> HOW TO COMPLETE THIS TASK: Word for word, repeat every record.

> TASK MATERIAL:
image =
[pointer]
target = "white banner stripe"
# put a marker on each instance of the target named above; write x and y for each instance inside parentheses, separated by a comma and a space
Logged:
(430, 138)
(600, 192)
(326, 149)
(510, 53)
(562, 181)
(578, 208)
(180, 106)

> ANSWER SECTION:
image =
[pointer]
target = "white banner stripe"
# put a marker on each instance of the target named above; write x and y for each instance inside parentheses, separated by a comma and a space
Logged:
(430, 138)
(600, 192)
(326, 149)
(510, 53)
(562, 181)
(578, 208)
(180, 106)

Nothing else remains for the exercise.